» **TEXT EXCERPT**:
*** Begin section ***
Two trays of sourdough doughnuts.

Jane Dai's sourdough doughnuts

In the next year, the Food Lab will focus on conducting case studies based on this framework to determine the most sustainable path forward.

“We need to determine whether these dashboards are effectively pursuing data equity or unintentionally feeding negative stereotypes that only perpetuates stigma and reinforces harm against communities,” Dai explained. “A lot of data that gets put in is about health disparities, which is helpful because we do want to know the results of structural racism and food apartheid (the intentional diverting of food and economic resources), but that’s also a very deficit-focused way of thinking. We’re trying to learn how the dashboard can best represent reality across the entire spectrum—especially how communities build and maintain their own assets—and facilitate transformative action across all food systems infrastructure.”

Dai’s research perspective goes beyond traditional metrics like statistics and percentages. Before and throughout her doctoral training, she learned to examine more person-centered data to learn about what, where, and why people eat what they eat. Some examples include: noting the recent shift away from sugar-sweetened beverages and towards diet and low-calorie beverages, recognizing that sociocultural norms around eating can be more impactful for healthy eating than nutrition education alone, highlighting the importance of steady food assistance to help families stay food secure during turbulent times, calling attention to food procurement as an important part of the food system in improving healthy food access at workplaces and in community settings, and finding how grocery stores increase marketing of unhealthy beverages during times that consumers are likely to redeem food stamps.

Jane Dai poses with her dissertation chair at graduation, both wearing graduation robes.

Dai celebrates her doctoral graduation with her dissertation chair.

“I like that kind of data because it’s much more nuanced. It gives you a glimpse into what people’s real experiences are."

In her first month on the job, Dai has helped to move the project forward and is excited to contribute to building the final tool for evaluating community food systems dashboards, while documenting best practices for community-led food justice action research from a public health perspective. She’s passionate about sharing these important insights with others.

In today's world, Dai says, “It's more important than ever to prioritize new ways to be creative about what research looks like and how to make room for others at the table." She's using this opportunity to explore ways to turn the project’s evaluation framework and criteria into practical tools for communities to create or evaluate their own dashboards.
*** End section ***
Image point grounding data
*** Begin section ***
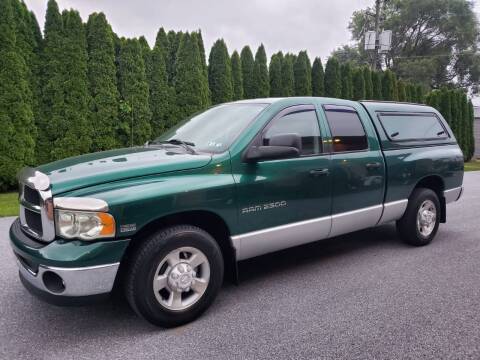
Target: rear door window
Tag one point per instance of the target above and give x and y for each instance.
(412, 126)
(346, 127)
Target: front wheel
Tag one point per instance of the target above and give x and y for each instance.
(419, 224)
(174, 275)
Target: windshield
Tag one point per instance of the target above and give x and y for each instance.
(215, 129)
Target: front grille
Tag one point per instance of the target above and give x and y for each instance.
(36, 205)
(34, 221)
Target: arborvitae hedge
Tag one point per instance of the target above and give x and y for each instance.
(102, 79)
(318, 78)
(237, 78)
(220, 73)
(261, 83)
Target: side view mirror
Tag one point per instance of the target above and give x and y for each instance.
(280, 147)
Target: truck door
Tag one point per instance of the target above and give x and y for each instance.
(284, 202)
(357, 169)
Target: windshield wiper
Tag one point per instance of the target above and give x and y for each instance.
(187, 145)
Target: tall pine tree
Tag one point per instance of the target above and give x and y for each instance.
(220, 73)
(237, 78)
(102, 80)
(248, 63)
(275, 74)
(333, 80)
(318, 78)
(261, 83)
(135, 113)
(16, 116)
(302, 71)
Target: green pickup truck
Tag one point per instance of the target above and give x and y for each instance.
(166, 221)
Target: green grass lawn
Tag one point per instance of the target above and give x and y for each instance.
(9, 204)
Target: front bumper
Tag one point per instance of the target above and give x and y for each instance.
(66, 269)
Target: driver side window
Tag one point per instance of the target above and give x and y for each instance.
(302, 122)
*** End section ***
» **WORK TO COMPLETE**:
**1.** From the excerpt about Jane Dai's research, return the text between "Jane Dai poses" and "insights with others.", inclusive.
**2.** In the excerpt about Jane Dai's research, when do grocery stores increase their marketing of unhealthy beverages?

» **SOLUTION SET**:
**1.**
Jane Dai poses with her dissertation chair at graduation, both wearing graduation robes.

Dai celebrates her doctoral graduation with her dissertation chair.

“I like that kind of data because it’s much more nuanced. It gives you a glimpse into what people’s real experiences are."

In her first month on the job, Dai has helped to move the project forward and is excited to contribute to building the final tool for evaluating community food systems dashboards, while documenting best practices for community-led food justice action research from a public health perspective. She’s passionate about sharing these important insights with others.

**2.** During times that consumers are likely to redeem food stamps.